Start of Records
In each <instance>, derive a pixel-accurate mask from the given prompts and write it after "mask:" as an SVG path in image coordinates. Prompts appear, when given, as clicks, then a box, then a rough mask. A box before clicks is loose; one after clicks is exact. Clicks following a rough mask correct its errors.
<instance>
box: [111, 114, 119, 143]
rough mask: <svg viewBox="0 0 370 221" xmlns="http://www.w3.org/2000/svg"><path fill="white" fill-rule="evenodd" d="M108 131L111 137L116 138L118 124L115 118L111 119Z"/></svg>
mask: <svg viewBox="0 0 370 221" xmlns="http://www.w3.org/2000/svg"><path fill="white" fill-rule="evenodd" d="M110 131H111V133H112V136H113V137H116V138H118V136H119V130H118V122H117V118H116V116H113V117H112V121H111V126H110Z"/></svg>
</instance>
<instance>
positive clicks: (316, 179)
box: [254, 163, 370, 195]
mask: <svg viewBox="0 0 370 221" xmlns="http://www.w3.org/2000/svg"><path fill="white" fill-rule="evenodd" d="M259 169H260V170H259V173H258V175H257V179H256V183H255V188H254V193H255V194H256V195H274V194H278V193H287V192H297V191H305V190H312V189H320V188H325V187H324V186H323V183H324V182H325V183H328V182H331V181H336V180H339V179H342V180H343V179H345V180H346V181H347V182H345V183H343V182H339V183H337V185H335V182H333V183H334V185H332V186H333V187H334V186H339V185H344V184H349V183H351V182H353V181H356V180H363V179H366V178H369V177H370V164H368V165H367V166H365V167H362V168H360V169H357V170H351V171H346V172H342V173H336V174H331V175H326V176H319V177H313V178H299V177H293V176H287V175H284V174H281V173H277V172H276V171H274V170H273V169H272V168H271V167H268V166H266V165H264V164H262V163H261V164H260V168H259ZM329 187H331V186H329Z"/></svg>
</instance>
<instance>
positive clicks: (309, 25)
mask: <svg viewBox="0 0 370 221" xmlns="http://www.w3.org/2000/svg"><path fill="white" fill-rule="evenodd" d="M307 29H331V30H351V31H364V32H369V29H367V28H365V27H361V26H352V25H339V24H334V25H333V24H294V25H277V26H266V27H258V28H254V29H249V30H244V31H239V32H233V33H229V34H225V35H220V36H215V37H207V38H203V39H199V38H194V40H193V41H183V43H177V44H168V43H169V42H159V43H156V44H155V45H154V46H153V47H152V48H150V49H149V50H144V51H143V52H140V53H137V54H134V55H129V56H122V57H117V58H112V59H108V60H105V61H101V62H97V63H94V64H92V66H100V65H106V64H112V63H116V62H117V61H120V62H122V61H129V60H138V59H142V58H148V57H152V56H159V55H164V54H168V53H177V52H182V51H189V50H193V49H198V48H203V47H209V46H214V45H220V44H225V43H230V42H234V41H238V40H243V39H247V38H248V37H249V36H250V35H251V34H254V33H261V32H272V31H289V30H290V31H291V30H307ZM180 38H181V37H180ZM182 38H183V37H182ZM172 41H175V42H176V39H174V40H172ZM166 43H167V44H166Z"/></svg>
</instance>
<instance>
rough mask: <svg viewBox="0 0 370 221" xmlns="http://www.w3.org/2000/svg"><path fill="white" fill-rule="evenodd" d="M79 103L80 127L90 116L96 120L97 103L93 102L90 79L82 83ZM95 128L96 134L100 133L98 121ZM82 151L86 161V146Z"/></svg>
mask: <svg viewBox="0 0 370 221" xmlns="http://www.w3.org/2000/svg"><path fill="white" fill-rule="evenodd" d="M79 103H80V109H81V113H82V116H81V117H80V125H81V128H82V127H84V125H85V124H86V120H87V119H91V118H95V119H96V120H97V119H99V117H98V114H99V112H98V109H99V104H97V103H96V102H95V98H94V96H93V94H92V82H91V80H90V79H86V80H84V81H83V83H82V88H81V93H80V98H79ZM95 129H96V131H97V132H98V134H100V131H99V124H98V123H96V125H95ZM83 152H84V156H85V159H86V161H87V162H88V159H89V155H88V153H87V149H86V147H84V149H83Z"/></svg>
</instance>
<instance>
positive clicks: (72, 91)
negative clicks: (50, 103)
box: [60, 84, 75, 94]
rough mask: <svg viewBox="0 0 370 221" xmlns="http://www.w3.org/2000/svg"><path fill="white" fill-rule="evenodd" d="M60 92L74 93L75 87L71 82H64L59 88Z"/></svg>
End of Records
The data above needs to be repeated exactly, line for line.

In each <instance>, derive a pixel-accurate mask from the given prompts and write it after "mask:" as an SVG path in image coordinates. Prompts appear, when given, as clicks, then a box, then a rough mask. A box before clicks is loose; one after clicks is exact. Clicks following a rough mask correct its errors.
<instance>
box: [111, 114, 119, 143]
rough mask: <svg viewBox="0 0 370 221" xmlns="http://www.w3.org/2000/svg"><path fill="white" fill-rule="evenodd" d="M108 131L111 137L116 138L118 124L115 118L111 119Z"/></svg>
mask: <svg viewBox="0 0 370 221" xmlns="http://www.w3.org/2000/svg"><path fill="white" fill-rule="evenodd" d="M110 131H111V133H112V136H113V137H116V138H118V136H119V130H118V122H117V118H116V116H113V117H112V121H111V126H110Z"/></svg>
</instance>
<instance>
positive clicks: (316, 179)
box: [254, 163, 370, 195]
mask: <svg viewBox="0 0 370 221" xmlns="http://www.w3.org/2000/svg"><path fill="white" fill-rule="evenodd" d="M259 169H260V170H259V173H258V175H257V179H256V183H255V188H254V193H255V194H256V195H274V194H278V193H287V192H297V191H305V190H312V189H320V188H325V187H324V186H323V183H324V182H325V183H328V182H331V181H336V180H339V179H342V180H343V179H345V180H346V181H347V182H345V183H343V182H339V183H337V185H335V182H333V183H334V185H332V186H333V187H334V186H339V185H344V184H349V183H351V182H353V181H356V180H363V179H366V178H369V177H370V164H368V165H367V166H365V167H362V168H360V169H357V170H351V171H346V172H342V173H336V174H331V175H326V176H319V177H313V178H299V177H293V176H287V175H284V174H281V173H277V172H276V171H274V170H273V169H272V168H271V167H268V166H266V165H264V164H262V163H261V164H260V168H259ZM329 187H331V186H329Z"/></svg>
</instance>
<instance>
positive clicks: (309, 25)
mask: <svg viewBox="0 0 370 221" xmlns="http://www.w3.org/2000/svg"><path fill="white" fill-rule="evenodd" d="M307 29H331V30H351V31H364V32H369V29H367V28H365V27H361V26H352V25H339V24H334V25H333V24H294V25H277V26H266V27H258V28H254V29H249V30H244V31H239V32H233V33H229V34H225V35H220V36H215V37H207V38H203V39H199V38H194V40H193V41H183V43H177V44H168V43H169V42H159V43H156V44H155V45H154V46H153V47H152V48H150V49H149V50H144V51H143V52H140V53H137V54H134V55H129V56H122V57H117V58H112V59H108V60H105V61H101V62H97V63H94V64H92V66H100V65H106V64H112V63H116V62H117V61H120V62H122V61H129V60H138V59H142V58H148V57H152V56H159V55H164V54H168V53H177V52H182V51H189V50H193V49H198V48H203V47H209V46H214V45H220V44H225V43H230V42H234V41H238V40H243V39H247V38H248V37H249V36H250V35H251V34H254V33H261V32H272V31H289V30H290V31H291V30H307ZM180 38H181V37H180ZM182 38H183V37H182ZM172 41H175V42H176V39H174V40H172ZM166 43H167V44H166Z"/></svg>
</instance>
<instance>
rough mask: <svg viewBox="0 0 370 221" xmlns="http://www.w3.org/2000/svg"><path fill="white" fill-rule="evenodd" d="M79 103L80 127L90 116L96 120L97 103L93 102L90 79L82 83ZM95 128L96 134L100 133L98 121ZM82 151L86 161V146Z"/></svg>
mask: <svg viewBox="0 0 370 221" xmlns="http://www.w3.org/2000/svg"><path fill="white" fill-rule="evenodd" d="M79 103H80V109H81V113H82V116H81V117H80V125H81V128H82V127H84V125H85V124H86V120H87V119H91V118H95V119H96V120H97V119H99V117H98V114H99V112H98V109H99V104H97V103H96V102H95V98H94V96H93V94H92V82H91V80H90V79H86V80H84V81H83V83H82V88H81V93H80V98H79ZM95 129H96V131H97V132H98V134H100V131H99V124H98V123H96V125H95ZM83 152H84V156H85V159H86V161H87V162H88V159H89V155H88V153H87V149H86V147H84V149H83Z"/></svg>
</instance>
<instance>
positive clicks: (72, 91)
negative clicks: (50, 103)
box: [60, 84, 75, 94]
rough mask: <svg viewBox="0 0 370 221" xmlns="http://www.w3.org/2000/svg"><path fill="white" fill-rule="evenodd" d="M60 92L74 93L75 87L71 82H64L59 88Z"/></svg>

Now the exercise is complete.